**PROMPT**
Reproduce the line that holds "# test: identify the dirt" together with all the lines after it up to the end of the entries.

**MATERIAL FOR THIS TASK**

++++++

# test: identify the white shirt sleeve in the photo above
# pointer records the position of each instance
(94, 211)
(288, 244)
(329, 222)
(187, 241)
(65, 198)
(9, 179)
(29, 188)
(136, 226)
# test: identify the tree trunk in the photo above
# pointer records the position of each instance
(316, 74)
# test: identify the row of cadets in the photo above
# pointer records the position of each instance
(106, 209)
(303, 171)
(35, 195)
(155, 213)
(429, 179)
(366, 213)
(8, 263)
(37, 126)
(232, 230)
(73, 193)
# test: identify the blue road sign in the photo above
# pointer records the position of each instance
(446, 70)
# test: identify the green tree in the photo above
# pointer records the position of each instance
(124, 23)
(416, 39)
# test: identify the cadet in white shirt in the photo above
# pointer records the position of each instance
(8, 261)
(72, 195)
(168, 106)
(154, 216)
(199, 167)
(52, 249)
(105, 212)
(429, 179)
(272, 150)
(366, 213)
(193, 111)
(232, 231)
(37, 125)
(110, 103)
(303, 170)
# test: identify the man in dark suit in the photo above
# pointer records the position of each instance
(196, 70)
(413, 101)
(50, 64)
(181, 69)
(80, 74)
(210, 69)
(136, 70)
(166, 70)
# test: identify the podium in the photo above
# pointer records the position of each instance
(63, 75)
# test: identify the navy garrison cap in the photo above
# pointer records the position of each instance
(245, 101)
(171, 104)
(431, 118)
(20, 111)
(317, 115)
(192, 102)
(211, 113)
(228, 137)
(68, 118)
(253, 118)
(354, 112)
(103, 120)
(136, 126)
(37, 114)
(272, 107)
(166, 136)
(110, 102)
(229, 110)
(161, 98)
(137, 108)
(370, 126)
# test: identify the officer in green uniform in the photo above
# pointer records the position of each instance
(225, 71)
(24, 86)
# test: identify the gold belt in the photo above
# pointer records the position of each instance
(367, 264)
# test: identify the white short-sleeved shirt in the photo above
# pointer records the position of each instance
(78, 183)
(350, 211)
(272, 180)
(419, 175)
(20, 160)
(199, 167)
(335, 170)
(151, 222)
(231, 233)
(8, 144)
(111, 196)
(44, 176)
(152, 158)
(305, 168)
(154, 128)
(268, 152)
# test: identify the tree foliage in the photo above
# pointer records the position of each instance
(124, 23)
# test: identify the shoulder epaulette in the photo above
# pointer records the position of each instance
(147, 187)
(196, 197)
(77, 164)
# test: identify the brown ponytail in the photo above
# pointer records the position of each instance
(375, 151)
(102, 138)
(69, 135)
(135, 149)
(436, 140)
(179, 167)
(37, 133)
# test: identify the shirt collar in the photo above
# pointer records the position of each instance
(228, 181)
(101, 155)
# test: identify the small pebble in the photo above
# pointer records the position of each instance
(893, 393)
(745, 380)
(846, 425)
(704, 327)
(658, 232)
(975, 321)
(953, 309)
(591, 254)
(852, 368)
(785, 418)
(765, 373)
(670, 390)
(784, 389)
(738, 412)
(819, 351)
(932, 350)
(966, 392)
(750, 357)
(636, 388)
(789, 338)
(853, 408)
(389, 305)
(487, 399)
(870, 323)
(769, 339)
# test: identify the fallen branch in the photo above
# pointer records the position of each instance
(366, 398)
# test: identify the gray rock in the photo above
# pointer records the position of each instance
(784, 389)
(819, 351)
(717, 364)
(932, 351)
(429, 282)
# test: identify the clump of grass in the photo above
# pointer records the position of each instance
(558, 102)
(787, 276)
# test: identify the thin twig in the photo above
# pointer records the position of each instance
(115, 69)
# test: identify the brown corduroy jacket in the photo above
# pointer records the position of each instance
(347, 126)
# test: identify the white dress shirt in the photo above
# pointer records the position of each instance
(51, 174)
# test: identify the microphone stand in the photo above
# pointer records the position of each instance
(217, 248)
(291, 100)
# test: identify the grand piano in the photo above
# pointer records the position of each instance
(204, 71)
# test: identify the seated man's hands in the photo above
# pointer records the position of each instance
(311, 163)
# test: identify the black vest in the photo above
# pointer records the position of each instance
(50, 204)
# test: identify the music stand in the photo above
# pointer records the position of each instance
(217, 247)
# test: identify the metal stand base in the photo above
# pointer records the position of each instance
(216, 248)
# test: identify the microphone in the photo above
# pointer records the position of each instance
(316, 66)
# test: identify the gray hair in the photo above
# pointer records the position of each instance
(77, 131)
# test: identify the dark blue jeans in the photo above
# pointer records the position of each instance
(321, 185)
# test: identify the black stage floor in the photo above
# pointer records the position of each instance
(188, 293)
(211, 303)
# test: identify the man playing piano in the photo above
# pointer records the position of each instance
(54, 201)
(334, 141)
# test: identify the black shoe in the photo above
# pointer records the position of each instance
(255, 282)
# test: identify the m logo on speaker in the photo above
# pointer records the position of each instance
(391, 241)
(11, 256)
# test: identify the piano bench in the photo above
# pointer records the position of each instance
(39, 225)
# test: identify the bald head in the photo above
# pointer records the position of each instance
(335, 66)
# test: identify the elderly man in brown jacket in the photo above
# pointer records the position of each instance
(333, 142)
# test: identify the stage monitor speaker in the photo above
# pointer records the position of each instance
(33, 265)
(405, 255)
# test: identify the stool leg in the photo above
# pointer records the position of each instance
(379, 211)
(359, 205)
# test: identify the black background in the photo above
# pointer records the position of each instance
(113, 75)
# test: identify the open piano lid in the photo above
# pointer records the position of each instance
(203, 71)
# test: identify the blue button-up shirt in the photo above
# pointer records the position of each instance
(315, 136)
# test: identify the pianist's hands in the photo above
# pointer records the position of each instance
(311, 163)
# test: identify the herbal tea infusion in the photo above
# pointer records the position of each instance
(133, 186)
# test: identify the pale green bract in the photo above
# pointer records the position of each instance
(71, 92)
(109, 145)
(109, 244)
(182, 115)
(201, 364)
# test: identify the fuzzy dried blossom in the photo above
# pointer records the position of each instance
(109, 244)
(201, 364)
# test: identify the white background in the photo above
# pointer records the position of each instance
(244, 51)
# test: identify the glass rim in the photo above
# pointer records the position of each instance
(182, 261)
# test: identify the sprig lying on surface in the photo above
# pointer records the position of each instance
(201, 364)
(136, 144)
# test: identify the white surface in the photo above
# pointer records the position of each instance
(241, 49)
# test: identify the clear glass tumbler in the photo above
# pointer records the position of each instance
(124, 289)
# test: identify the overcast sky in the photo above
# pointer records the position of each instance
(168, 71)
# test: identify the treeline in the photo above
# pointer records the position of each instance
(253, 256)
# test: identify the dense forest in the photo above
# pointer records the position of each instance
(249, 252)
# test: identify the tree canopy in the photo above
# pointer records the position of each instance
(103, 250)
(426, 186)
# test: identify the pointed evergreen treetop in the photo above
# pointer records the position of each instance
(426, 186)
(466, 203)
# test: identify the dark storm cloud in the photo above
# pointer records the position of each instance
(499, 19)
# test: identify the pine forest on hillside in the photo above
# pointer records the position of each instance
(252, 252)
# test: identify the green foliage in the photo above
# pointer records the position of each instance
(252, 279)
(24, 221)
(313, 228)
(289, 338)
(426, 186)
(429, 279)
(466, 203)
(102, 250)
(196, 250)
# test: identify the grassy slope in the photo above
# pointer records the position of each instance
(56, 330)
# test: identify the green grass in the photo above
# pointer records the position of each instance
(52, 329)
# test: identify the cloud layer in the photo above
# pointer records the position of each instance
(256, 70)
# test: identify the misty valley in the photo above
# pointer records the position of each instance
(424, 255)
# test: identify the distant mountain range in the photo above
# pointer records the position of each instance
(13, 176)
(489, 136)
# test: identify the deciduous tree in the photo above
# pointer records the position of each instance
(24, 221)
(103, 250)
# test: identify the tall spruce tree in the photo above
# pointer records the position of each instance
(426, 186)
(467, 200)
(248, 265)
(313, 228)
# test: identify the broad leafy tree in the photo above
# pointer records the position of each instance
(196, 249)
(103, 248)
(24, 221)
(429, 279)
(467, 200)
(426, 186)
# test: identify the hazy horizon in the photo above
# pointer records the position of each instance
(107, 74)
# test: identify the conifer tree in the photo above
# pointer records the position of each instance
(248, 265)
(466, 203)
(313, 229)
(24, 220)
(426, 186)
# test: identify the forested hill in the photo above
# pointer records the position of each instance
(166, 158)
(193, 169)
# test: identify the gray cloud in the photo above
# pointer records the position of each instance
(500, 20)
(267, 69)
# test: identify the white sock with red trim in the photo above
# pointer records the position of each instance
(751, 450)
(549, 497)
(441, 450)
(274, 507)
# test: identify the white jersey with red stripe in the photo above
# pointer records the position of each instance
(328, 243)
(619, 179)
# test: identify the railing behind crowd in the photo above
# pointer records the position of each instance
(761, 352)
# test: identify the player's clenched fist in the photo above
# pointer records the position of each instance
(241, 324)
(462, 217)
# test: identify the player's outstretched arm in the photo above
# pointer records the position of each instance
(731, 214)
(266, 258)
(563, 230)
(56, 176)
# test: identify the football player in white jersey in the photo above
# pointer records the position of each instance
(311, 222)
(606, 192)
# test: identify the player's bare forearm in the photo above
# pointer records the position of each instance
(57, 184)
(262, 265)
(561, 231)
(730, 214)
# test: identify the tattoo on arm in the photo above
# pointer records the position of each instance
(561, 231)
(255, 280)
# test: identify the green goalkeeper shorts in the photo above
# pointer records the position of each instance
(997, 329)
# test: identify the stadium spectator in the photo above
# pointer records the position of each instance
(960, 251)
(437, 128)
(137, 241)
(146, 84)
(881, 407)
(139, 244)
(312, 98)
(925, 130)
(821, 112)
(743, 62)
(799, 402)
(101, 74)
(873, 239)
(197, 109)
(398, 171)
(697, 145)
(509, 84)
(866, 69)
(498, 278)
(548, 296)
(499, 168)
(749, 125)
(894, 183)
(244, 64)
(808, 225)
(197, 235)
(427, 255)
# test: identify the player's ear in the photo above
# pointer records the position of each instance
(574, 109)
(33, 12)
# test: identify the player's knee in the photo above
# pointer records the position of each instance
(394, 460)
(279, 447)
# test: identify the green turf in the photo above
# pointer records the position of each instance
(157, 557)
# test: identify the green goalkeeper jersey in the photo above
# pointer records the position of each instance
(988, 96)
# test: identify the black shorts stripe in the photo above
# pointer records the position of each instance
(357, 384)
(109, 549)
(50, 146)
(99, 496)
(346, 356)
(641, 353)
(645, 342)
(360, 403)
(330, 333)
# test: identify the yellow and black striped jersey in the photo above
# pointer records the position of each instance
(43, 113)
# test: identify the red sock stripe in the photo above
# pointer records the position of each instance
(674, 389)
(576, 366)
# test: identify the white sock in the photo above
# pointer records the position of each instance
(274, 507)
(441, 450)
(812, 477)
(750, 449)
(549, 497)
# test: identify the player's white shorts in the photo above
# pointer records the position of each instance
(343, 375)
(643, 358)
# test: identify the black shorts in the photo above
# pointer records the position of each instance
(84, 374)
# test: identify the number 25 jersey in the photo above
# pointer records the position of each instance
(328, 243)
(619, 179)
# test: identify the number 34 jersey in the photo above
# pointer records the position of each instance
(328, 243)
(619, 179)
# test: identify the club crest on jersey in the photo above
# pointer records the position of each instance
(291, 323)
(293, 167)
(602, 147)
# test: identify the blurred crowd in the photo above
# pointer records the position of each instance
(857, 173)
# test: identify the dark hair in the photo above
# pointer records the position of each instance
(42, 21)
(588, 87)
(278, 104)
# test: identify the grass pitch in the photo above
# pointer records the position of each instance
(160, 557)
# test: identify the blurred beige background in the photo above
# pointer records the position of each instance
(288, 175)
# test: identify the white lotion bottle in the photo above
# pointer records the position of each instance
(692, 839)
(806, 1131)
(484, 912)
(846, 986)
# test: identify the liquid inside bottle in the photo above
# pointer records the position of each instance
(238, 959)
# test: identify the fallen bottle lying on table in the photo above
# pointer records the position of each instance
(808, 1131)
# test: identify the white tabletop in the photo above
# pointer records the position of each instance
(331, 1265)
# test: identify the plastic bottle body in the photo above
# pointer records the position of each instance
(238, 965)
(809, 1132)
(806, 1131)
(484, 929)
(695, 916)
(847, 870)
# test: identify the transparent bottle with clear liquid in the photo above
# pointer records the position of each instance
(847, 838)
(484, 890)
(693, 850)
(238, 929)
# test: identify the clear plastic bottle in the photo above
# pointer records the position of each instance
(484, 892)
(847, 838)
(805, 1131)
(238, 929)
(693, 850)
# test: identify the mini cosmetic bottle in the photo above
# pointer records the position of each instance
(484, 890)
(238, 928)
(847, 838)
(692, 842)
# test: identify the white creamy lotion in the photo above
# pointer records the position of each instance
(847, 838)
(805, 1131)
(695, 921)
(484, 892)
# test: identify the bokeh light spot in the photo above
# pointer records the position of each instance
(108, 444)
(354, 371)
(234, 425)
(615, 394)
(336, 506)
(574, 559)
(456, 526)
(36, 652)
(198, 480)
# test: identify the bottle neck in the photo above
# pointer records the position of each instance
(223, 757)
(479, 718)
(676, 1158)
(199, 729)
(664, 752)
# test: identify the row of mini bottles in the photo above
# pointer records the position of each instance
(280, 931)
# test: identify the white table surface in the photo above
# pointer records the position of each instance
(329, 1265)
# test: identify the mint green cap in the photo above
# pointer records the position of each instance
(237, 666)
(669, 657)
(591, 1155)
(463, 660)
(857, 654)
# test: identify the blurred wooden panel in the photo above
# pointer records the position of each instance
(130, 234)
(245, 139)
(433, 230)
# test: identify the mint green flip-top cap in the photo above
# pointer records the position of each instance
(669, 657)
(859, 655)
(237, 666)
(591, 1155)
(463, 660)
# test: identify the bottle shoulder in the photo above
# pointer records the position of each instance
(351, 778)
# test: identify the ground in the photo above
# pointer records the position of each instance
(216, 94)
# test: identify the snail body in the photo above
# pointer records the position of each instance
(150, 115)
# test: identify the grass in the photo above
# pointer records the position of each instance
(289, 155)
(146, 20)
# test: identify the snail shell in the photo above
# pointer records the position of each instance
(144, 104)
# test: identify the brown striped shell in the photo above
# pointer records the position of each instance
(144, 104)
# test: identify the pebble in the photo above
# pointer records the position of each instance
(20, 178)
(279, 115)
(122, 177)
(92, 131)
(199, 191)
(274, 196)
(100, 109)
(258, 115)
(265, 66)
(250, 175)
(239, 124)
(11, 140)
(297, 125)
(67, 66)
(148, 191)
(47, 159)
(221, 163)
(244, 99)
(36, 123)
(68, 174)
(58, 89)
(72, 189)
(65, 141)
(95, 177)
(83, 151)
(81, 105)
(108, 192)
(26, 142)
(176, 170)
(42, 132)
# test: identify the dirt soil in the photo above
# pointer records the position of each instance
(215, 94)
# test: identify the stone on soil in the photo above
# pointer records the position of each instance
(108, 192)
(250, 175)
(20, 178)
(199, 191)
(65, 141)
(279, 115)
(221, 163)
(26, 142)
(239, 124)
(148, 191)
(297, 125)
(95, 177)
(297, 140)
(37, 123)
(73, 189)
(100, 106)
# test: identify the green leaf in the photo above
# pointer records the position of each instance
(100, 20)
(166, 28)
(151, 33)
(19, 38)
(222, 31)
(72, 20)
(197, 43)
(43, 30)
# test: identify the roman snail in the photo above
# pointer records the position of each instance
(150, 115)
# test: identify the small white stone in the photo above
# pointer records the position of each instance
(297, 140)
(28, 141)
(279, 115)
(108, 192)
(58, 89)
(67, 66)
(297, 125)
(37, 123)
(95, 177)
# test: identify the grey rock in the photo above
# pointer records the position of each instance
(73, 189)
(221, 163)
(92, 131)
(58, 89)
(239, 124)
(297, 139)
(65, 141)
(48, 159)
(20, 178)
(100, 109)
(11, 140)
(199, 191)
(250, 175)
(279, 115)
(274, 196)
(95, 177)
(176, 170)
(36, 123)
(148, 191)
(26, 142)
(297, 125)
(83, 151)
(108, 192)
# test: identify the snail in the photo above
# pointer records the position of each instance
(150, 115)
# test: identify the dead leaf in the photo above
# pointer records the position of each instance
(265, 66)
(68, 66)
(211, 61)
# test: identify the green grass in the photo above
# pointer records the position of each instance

++++++

**FINISHED ANSWER**
# test: identify the dirt soil in the photo above
# pointer records the position of each instance
(215, 94)
# test: identify the stone on soil in the photo above
# pointer records the position of each instance
(108, 192)
(250, 175)
(20, 178)
(199, 191)
(65, 141)
(279, 115)
(221, 163)
(26, 142)
(239, 124)
(148, 191)
(297, 125)
(95, 177)
(297, 140)
(37, 123)
(73, 189)
(100, 106)
# test: identify the green leaf in the photo above
# pointer records the position of each instance
(100, 20)
(166, 28)
(151, 33)
(19, 38)
(222, 31)
(72, 20)
(197, 43)
(43, 30)
# test: identify the roman snail in the photo above
# pointer records the position of each instance
(150, 115)
# test: identify the small white stone in the photo above
# pointer records the position of each instance
(297, 140)
(28, 141)
(279, 115)
(108, 192)
(58, 89)
(67, 66)
(297, 125)
(37, 123)
(95, 177)
# test: identify the grey rock in the photo above
# pointer records the position of each instance
(73, 189)
(221, 163)
(92, 131)
(58, 89)
(239, 124)
(297, 139)
(65, 141)
(48, 159)
(20, 178)
(100, 109)
(11, 140)
(199, 191)
(250, 175)
(279, 115)
(274, 196)
(95, 177)
(176, 170)
(36, 123)
(148, 191)
(26, 142)
(297, 125)
(83, 151)
(108, 192)
# test: identify the snail in the photo above
# pointer records the position of each instance
(150, 115)
# test: identify the dead leaf in the photo above
# pointer records the position of each instance
(265, 66)
(68, 66)
(211, 61)
# test: identify the green grass in the photo above
# pointer records the position of each instance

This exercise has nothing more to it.